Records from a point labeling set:
┄┄┄┄┄┄
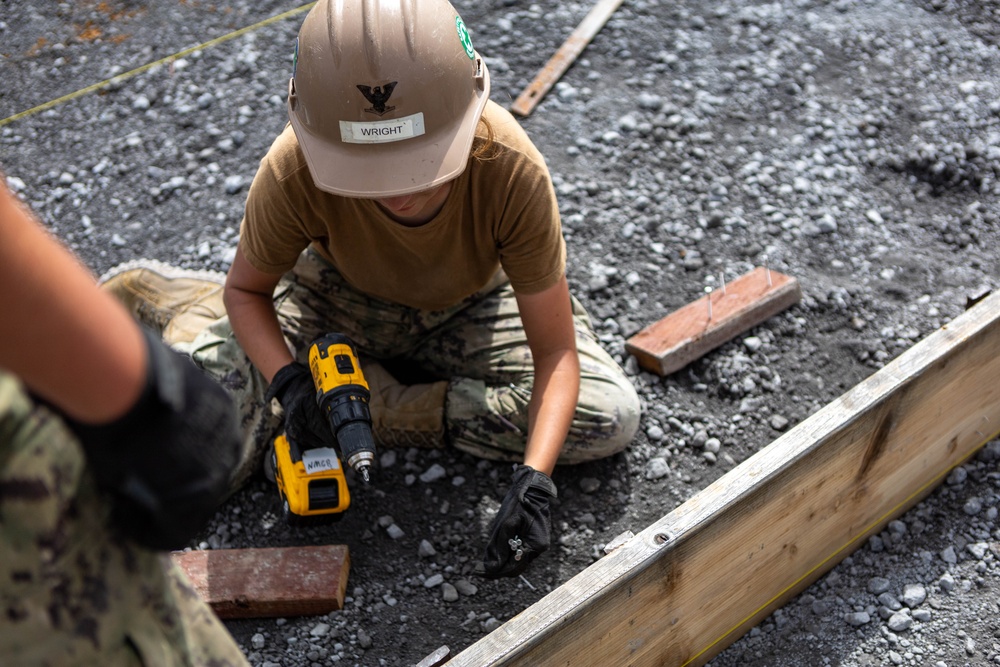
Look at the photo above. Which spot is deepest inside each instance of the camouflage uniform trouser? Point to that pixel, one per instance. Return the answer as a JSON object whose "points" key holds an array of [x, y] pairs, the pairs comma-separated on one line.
{"points": [[71, 591], [473, 357]]}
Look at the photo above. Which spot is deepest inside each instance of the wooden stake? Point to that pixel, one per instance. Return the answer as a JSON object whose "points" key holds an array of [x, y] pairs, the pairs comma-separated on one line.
{"points": [[565, 56], [288, 581], [693, 582]]}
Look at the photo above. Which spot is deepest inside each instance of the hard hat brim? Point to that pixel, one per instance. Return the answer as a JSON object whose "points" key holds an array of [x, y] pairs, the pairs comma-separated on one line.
{"points": [[373, 171]]}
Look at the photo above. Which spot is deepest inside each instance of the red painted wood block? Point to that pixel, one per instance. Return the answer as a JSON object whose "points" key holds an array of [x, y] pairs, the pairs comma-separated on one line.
{"points": [[251, 583], [688, 333]]}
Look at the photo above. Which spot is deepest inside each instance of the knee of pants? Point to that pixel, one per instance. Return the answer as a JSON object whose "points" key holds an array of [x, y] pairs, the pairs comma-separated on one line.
{"points": [[603, 428]]}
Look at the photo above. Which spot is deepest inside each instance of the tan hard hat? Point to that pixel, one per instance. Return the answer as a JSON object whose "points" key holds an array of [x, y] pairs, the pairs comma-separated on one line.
{"points": [[385, 95]]}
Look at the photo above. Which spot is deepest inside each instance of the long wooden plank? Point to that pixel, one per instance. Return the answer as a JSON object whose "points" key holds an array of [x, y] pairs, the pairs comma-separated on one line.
{"points": [[564, 57], [689, 332], [270, 582], [693, 582]]}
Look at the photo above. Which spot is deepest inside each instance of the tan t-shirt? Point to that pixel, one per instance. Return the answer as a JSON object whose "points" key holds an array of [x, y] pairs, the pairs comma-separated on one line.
{"points": [[501, 212]]}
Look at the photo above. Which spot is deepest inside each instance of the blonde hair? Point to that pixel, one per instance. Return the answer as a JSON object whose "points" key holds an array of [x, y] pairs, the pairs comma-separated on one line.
{"points": [[485, 148]]}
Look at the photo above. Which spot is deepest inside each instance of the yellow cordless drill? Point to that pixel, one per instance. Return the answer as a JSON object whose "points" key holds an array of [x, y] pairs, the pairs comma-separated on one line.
{"points": [[311, 483]]}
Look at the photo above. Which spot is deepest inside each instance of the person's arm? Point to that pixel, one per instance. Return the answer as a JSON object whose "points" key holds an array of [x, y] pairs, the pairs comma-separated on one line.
{"points": [[548, 325], [68, 341], [160, 438], [248, 296]]}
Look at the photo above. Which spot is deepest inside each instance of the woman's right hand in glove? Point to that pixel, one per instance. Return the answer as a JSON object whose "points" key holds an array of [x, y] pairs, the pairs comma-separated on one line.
{"points": [[305, 425]]}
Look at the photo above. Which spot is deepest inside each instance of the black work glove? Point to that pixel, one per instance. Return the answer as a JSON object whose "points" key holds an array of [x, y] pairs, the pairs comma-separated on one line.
{"points": [[166, 462], [305, 425], [520, 531]]}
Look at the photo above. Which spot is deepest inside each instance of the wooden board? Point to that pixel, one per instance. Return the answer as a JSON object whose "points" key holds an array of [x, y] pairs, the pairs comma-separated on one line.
{"points": [[688, 333], [693, 582], [287, 581], [564, 57]]}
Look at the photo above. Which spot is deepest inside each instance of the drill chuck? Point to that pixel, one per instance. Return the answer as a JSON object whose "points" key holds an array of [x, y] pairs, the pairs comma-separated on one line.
{"points": [[342, 394]]}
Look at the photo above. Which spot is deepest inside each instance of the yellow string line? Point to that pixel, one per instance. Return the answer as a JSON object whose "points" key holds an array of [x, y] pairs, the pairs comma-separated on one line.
{"points": [[139, 70], [833, 555]]}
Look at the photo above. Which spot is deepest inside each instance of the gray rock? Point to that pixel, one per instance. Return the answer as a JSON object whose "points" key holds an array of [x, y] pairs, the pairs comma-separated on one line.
{"points": [[899, 621], [319, 630], [433, 474], [913, 595], [426, 549], [448, 592], [465, 587], [857, 618], [878, 585], [656, 468], [978, 550]]}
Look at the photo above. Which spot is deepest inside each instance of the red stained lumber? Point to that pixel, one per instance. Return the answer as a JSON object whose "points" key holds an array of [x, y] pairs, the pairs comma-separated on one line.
{"points": [[252, 583], [564, 57], [688, 333]]}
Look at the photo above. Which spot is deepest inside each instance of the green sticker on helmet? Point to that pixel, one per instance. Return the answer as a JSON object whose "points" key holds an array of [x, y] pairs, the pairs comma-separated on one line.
{"points": [[463, 36]]}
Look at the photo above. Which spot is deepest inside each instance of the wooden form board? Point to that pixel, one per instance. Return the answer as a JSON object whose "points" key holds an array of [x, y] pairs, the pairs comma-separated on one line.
{"points": [[271, 582], [688, 333], [694, 581], [564, 57]]}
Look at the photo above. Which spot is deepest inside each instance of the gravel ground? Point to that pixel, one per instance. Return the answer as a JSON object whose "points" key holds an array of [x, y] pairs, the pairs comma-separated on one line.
{"points": [[854, 145]]}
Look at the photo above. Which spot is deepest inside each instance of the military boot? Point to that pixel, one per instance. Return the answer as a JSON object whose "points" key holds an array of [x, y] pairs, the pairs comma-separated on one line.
{"points": [[178, 303], [404, 415]]}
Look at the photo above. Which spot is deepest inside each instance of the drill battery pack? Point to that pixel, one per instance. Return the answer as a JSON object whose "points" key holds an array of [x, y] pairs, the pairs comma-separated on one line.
{"points": [[311, 484]]}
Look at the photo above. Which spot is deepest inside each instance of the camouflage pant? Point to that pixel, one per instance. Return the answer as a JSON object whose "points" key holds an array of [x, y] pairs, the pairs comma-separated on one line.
{"points": [[472, 364], [71, 592]]}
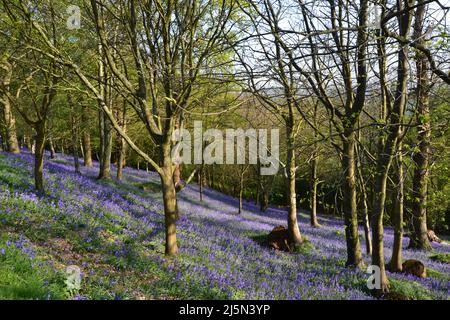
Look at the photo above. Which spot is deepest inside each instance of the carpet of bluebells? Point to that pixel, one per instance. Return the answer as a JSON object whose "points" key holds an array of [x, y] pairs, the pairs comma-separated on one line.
{"points": [[113, 230]]}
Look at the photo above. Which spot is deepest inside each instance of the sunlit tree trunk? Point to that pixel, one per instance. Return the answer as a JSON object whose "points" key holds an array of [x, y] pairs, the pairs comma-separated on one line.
{"points": [[12, 143], [293, 229], [74, 131], [86, 140], [52, 148], [313, 191], [39, 158], [354, 254], [170, 200], [419, 237], [395, 265]]}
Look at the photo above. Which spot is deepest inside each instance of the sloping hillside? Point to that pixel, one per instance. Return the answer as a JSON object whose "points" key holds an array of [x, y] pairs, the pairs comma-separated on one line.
{"points": [[114, 232]]}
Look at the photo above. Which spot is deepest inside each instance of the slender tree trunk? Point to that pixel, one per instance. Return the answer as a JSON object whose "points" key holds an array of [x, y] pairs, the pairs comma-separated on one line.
{"points": [[419, 237], [241, 187], [122, 146], [377, 220], [364, 202], [354, 255], [366, 223], [39, 158], [170, 200], [105, 168], [101, 131], [8, 117], [200, 181], [52, 148], [86, 139], [313, 191], [74, 131], [293, 229], [387, 148], [395, 265], [12, 143]]}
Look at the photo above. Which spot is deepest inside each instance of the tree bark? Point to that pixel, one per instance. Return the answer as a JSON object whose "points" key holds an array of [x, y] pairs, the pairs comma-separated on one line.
{"points": [[293, 229], [39, 158], [395, 265], [8, 117], [170, 200], [52, 148], [86, 139], [74, 131], [313, 191], [122, 146], [419, 238], [354, 255], [105, 167]]}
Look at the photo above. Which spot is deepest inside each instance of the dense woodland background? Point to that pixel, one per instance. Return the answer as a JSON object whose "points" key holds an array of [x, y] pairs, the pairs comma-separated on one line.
{"points": [[360, 96]]}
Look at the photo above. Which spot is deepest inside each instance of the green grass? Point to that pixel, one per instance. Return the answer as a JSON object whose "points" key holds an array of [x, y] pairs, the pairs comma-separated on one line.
{"points": [[21, 278], [410, 290], [441, 257]]}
┄┄┄┄┄┄
[Do this] Repeat exactly the lines from the line containing "of the dense" through the last line of the records above, including both, and nothing else.

[Solution for this exercise]
Look at the photo above. Which spot is deepest inside each instance of the dense woodland background? Point to that pixel, one per instance. Return the answer as a JSON object whose "points" key holds an array of [x, y] pairs, the pairs comma-separated on one line.
{"points": [[360, 96]]}
Look at the photo above. Which spot is deepest inside each instance of the green grass? Point to that pixel, one per instance. Return the answer as a JSON object whose "points" key holds an array of [x, y] pairs, the pairs comma-separated on one line.
{"points": [[21, 278], [410, 290], [441, 257]]}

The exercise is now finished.